> **Recorded information**
____________________
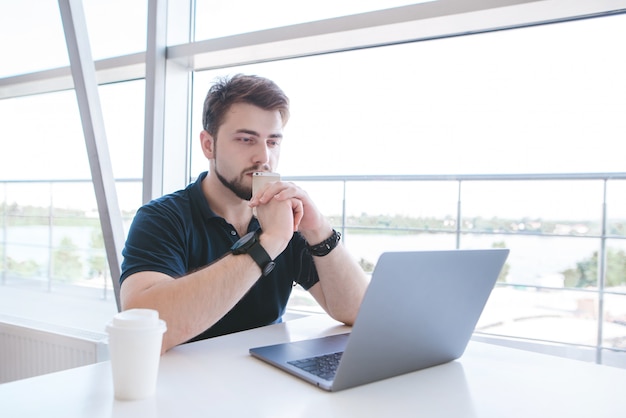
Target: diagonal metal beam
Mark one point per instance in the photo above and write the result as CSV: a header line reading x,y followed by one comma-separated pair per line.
x,y
86,87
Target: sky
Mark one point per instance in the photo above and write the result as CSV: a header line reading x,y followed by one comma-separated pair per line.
x,y
545,99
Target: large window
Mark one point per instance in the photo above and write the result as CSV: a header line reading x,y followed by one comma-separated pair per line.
____________________
Output the data above exactly. Drop every picture.

> **Task solution**
Target: diagonal metal beam
Mark one point per instance in the photo above and write the result as CSV: a header line reading x,y followed by one comma-separated pair per line.
x,y
86,87
Target: sky
Mark one point per instance in the photo above and write the result as CSV: a header line reading x,y followed by one comma-separated pair per line.
x,y
545,99
Target: large window
Mark one point per instance in the photo above and write the result as CSV: a header line reading x,y followed by one comma-separated pair per line.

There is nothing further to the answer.